**EXERCISE DETAILS**
Output every line of the material exactly, omitting images.
★ ★ ★ ★ ★ ★ ★
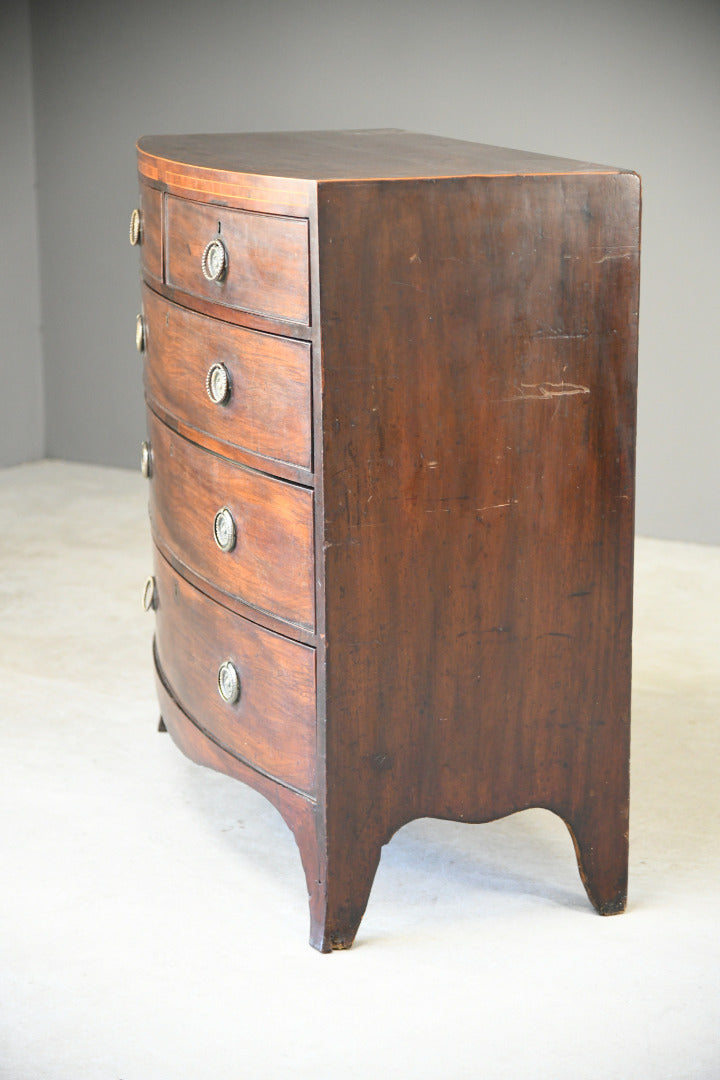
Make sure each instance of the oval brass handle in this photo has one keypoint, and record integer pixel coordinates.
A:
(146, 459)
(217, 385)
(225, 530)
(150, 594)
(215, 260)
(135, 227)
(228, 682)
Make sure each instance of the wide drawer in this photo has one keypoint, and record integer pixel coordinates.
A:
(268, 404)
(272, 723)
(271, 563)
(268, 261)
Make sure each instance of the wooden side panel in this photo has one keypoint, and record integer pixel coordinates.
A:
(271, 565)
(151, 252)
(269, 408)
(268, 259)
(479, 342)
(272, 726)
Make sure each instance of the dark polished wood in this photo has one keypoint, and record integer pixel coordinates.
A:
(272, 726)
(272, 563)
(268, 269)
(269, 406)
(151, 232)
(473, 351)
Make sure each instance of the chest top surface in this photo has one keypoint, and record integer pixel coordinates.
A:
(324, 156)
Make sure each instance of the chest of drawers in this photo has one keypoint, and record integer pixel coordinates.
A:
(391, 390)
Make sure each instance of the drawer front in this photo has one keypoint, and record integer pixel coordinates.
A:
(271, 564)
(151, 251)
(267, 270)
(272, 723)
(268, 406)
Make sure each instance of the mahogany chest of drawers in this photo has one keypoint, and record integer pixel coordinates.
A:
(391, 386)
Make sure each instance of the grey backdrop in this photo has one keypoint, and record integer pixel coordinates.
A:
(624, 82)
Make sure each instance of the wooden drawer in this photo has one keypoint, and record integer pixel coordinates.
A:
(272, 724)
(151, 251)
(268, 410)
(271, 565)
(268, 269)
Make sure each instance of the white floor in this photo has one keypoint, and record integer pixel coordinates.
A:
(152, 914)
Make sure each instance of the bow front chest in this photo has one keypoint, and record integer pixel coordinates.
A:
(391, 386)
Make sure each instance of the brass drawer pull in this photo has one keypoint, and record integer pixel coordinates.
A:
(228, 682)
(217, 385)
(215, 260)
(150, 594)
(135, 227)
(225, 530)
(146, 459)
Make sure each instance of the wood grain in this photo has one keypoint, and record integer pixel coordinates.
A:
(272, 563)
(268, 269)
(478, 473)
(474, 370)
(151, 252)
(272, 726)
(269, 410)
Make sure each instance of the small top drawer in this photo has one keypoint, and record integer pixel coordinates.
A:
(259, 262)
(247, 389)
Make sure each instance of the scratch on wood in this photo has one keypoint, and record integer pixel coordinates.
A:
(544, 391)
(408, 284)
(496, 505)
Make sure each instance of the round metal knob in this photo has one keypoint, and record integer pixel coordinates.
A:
★ ★ ★ ★ ★ ★ ★
**EXERCISE SOLUTION**
Make sure each instance of the oval brass handle in this photo has one keypoint, and record integer pixel coordinates.
A:
(146, 459)
(217, 385)
(225, 530)
(150, 594)
(215, 260)
(135, 227)
(228, 682)
Make sure each instance of the wide drawer in this photo has one keypoint, and record integer pixel coordinates.
A:
(268, 404)
(272, 723)
(271, 563)
(268, 261)
Make sure each instance of the wooden side panel in this photo has one keypoint, and record integer pixel coordinates.
A:
(271, 565)
(151, 252)
(269, 408)
(268, 259)
(479, 342)
(272, 726)
Make sure each instance of the dark polished wood in this photo has one keypoint, and record integer pixel coordinates.
A:
(272, 726)
(272, 563)
(268, 269)
(269, 406)
(151, 232)
(473, 351)
Make sure each instance of the chest top surface in this photo has one keypoint, and record integer pixel coordinates.
A:
(324, 156)
Make sure each instance of the chest of drawers in this photo has one keypoint, and record integer pixel coordinates.
A:
(391, 390)
Make sure each instance of the drawer front in this photo has one keypoint, and record integer pixel coordinates.
A:
(271, 564)
(151, 251)
(267, 270)
(272, 723)
(268, 406)
Make sure each instance of the mahogany chest of drawers in this photo has one keypoint, and record integer pixel coordinates.
A:
(391, 386)
Make sure each instance of the grey backdrop in this photo has one keypoint, and record integer pixel coordinates.
A:
(624, 82)
Make sure each instance of the wooden drawer in this photo has one keypoint, and record integer pixel coordinates.
A:
(272, 724)
(151, 251)
(268, 410)
(271, 565)
(268, 269)
Make sure each instance of the white floor in this photo has one keypoint, and record integer pixel coordinates.
A:
(152, 914)
Make sure each instance of the bow front chest in this photo has one keypoint, and record integer pixel coordinates.
A:
(391, 386)
Make sure each instance of the brass drawer pull in this photo has one keypoint, and record integer pixel coordinates.
A:
(228, 682)
(217, 385)
(215, 260)
(150, 594)
(135, 227)
(225, 530)
(146, 459)
Make sure each instance of the wood grain in this photo has one keypoint, and record integer pixel coordinates.
A:
(272, 563)
(268, 269)
(478, 473)
(474, 370)
(151, 252)
(272, 726)
(269, 410)
Make sure each instance of the small top drawer in this photo has one keypoint, and record integer pixel coordinates.
A:
(259, 262)
(247, 389)
Make sure each instance of the scratch on wood in this photo has one keypoint, and record integer pixel coordinates.
A:
(544, 391)
(408, 284)
(496, 505)
Make sure each instance of the round metal knob in this photo has one keypoint, and record integer pixel coordinates.
A:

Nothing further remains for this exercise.